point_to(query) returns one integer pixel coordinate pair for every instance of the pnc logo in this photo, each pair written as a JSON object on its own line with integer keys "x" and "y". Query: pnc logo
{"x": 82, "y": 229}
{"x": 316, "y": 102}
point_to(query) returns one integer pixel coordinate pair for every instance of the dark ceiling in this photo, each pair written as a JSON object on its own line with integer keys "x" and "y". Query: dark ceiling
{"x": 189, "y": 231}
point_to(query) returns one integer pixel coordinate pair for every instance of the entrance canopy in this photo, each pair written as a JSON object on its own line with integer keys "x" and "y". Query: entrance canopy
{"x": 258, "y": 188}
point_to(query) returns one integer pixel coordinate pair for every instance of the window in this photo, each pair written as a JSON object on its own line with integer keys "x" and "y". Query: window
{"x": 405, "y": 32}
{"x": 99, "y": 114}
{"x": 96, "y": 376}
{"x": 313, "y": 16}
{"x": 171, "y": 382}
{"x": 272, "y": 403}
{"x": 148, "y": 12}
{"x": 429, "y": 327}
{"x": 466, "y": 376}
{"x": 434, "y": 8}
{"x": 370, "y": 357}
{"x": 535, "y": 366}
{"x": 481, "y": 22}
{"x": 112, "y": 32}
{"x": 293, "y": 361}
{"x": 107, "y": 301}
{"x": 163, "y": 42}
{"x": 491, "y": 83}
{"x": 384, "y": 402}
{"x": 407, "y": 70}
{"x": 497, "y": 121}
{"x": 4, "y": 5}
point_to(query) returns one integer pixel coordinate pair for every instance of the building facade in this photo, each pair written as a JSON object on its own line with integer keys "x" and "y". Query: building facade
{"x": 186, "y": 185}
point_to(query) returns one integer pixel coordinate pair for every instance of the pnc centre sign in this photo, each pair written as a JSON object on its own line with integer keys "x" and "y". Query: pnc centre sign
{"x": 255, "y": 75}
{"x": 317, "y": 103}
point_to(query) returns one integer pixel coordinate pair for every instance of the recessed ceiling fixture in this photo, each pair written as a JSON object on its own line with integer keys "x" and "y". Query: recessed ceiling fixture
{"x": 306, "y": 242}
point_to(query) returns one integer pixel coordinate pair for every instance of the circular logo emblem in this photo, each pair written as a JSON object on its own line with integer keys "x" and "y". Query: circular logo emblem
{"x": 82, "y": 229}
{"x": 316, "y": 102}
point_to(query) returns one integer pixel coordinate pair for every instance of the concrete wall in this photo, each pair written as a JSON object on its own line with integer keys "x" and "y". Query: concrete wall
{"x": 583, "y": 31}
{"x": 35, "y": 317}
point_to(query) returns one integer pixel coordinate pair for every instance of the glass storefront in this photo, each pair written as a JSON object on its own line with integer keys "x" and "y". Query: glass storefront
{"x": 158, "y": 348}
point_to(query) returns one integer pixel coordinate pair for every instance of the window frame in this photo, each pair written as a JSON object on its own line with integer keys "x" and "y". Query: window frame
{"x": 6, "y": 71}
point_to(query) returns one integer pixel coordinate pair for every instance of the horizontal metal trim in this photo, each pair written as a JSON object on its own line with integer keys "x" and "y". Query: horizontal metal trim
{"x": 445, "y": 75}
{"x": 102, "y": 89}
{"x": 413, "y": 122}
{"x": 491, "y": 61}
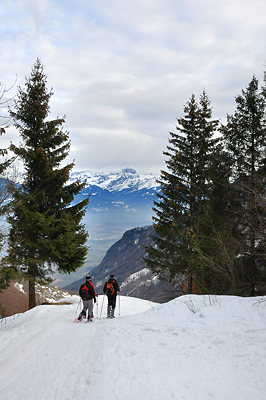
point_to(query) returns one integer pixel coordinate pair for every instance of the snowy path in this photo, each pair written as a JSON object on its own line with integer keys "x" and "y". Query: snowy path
{"x": 191, "y": 348}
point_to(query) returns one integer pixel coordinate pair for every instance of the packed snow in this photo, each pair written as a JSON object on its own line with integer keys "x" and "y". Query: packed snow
{"x": 192, "y": 348}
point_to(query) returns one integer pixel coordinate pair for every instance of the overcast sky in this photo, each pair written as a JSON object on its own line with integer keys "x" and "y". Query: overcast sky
{"x": 121, "y": 71}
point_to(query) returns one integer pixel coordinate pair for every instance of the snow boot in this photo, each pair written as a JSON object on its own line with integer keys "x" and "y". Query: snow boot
{"x": 109, "y": 308}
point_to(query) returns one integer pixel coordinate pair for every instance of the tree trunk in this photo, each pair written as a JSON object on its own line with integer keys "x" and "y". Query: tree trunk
{"x": 32, "y": 297}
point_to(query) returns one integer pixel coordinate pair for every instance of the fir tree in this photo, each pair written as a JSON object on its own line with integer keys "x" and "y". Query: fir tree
{"x": 184, "y": 191}
{"x": 246, "y": 144}
{"x": 46, "y": 230}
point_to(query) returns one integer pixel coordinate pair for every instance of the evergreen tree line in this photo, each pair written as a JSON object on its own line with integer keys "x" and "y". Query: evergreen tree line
{"x": 46, "y": 231}
{"x": 210, "y": 213}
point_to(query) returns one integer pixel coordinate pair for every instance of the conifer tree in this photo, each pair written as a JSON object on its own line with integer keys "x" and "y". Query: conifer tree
{"x": 45, "y": 227}
{"x": 246, "y": 145}
{"x": 184, "y": 192}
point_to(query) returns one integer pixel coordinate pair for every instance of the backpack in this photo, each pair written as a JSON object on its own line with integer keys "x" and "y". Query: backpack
{"x": 109, "y": 288}
{"x": 85, "y": 293}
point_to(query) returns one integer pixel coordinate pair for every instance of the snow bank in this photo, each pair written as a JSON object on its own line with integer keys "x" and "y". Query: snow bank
{"x": 194, "y": 347}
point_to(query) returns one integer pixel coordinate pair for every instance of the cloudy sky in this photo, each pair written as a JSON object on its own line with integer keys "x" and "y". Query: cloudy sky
{"x": 121, "y": 71}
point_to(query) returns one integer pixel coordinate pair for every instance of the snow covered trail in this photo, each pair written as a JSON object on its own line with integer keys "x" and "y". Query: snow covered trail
{"x": 194, "y": 347}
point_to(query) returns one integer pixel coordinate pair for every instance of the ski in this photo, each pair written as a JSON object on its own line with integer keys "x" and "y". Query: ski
{"x": 84, "y": 320}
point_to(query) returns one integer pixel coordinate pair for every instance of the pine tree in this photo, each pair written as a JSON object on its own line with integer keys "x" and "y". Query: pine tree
{"x": 246, "y": 145}
{"x": 45, "y": 227}
{"x": 184, "y": 192}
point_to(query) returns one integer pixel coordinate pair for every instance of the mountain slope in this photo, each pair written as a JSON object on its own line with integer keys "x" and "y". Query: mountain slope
{"x": 119, "y": 201}
{"x": 193, "y": 347}
{"x": 124, "y": 260}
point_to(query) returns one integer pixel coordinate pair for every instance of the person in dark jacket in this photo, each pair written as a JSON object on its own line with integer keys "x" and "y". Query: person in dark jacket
{"x": 110, "y": 289}
{"x": 88, "y": 295}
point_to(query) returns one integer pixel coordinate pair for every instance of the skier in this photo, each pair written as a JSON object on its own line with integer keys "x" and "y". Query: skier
{"x": 110, "y": 289}
{"x": 87, "y": 293}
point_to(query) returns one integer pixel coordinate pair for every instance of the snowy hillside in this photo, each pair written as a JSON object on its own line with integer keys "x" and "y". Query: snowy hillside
{"x": 117, "y": 181}
{"x": 192, "y": 348}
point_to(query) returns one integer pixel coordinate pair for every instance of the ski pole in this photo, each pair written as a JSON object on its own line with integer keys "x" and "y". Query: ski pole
{"x": 78, "y": 305}
{"x": 102, "y": 307}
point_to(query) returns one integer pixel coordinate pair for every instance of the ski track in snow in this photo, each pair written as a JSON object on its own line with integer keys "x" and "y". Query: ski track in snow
{"x": 194, "y": 347}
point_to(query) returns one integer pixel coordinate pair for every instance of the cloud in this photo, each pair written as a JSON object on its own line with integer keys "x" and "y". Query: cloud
{"x": 122, "y": 72}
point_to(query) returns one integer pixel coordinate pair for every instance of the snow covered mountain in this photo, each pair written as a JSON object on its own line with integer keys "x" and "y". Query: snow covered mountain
{"x": 194, "y": 347}
{"x": 119, "y": 201}
{"x": 126, "y": 180}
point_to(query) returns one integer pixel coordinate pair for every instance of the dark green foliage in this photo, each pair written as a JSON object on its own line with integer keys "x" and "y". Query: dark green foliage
{"x": 46, "y": 230}
{"x": 184, "y": 193}
{"x": 246, "y": 145}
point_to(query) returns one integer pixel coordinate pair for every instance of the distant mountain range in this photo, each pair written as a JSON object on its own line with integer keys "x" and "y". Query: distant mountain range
{"x": 124, "y": 260}
{"x": 119, "y": 201}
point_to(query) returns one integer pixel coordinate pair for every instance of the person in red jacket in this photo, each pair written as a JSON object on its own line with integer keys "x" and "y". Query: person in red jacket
{"x": 110, "y": 289}
{"x": 87, "y": 293}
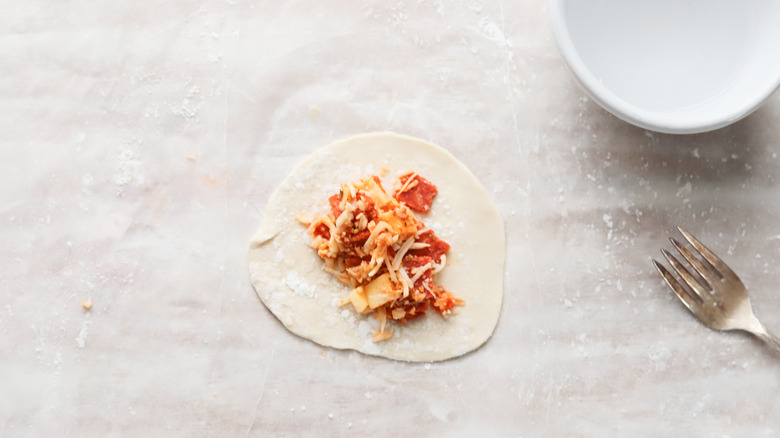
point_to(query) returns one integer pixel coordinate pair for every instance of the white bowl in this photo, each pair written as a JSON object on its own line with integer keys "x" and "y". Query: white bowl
{"x": 674, "y": 66}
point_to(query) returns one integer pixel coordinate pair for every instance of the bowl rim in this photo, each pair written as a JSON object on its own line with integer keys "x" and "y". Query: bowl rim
{"x": 658, "y": 121}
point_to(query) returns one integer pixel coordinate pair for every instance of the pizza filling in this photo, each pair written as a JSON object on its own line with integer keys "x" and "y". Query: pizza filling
{"x": 373, "y": 242}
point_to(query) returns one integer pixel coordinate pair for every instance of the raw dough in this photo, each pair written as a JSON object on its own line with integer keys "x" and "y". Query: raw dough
{"x": 287, "y": 274}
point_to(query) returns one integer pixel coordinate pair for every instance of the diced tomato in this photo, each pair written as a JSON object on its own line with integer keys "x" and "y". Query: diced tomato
{"x": 420, "y": 196}
{"x": 334, "y": 201}
{"x": 411, "y": 262}
{"x": 322, "y": 230}
{"x": 352, "y": 260}
{"x": 436, "y": 247}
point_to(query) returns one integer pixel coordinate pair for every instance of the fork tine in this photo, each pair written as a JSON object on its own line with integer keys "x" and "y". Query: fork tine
{"x": 690, "y": 302}
{"x": 708, "y": 255}
{"x": 706, "y": 273}
{"x": 700, "y": 290}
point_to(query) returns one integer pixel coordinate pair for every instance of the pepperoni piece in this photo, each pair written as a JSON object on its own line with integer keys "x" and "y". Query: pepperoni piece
{"x": 417, "y": 196}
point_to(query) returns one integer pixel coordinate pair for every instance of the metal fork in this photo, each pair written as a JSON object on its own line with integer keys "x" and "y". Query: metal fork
{"x": 715, "y": 294}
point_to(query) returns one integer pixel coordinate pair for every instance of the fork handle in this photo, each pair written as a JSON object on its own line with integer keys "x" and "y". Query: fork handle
{"x": 765, "y": 335}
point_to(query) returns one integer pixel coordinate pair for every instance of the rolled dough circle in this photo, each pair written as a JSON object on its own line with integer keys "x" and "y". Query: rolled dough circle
{"x": 288, "y": 276}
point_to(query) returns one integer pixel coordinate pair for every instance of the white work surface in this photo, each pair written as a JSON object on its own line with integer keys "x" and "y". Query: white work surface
{"x": 140, "y": 144}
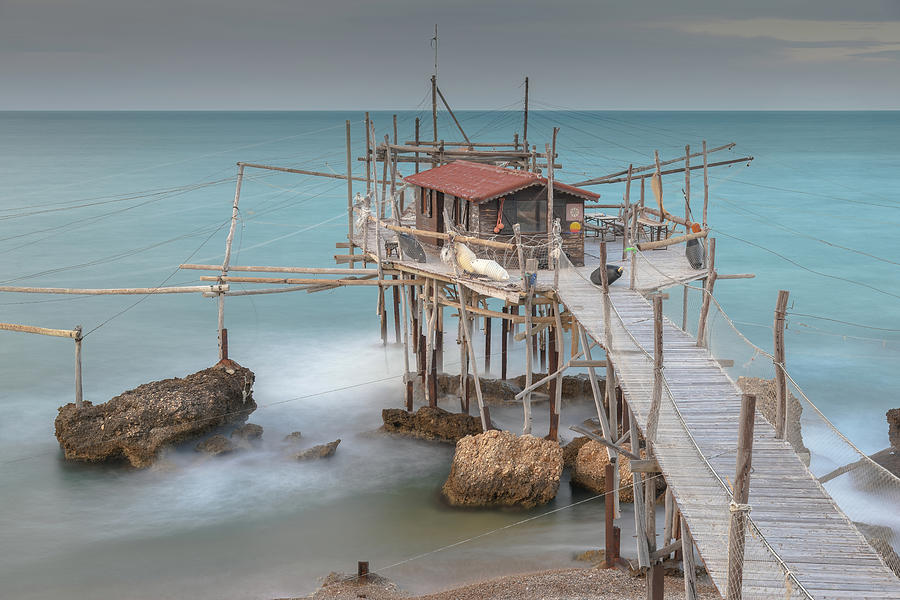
+ + + +
**To do:** Turn the rows from the line containing "Query: white work surface" through the end of the rows, both included, into a JSON list of strings, one string per line, skipping blank lines. Leave the pictures out of the answer.

**Answer to this exercise:**
[
  "point_to(query) returns one integer pixel coordinate pair for every instance of the white work surface in this photo, each pair written as a JSON object on its own line with integer keys \"x\" and \"y\". Query: white work surface",
  "{\"x\": 140, \"y\": 144}"
]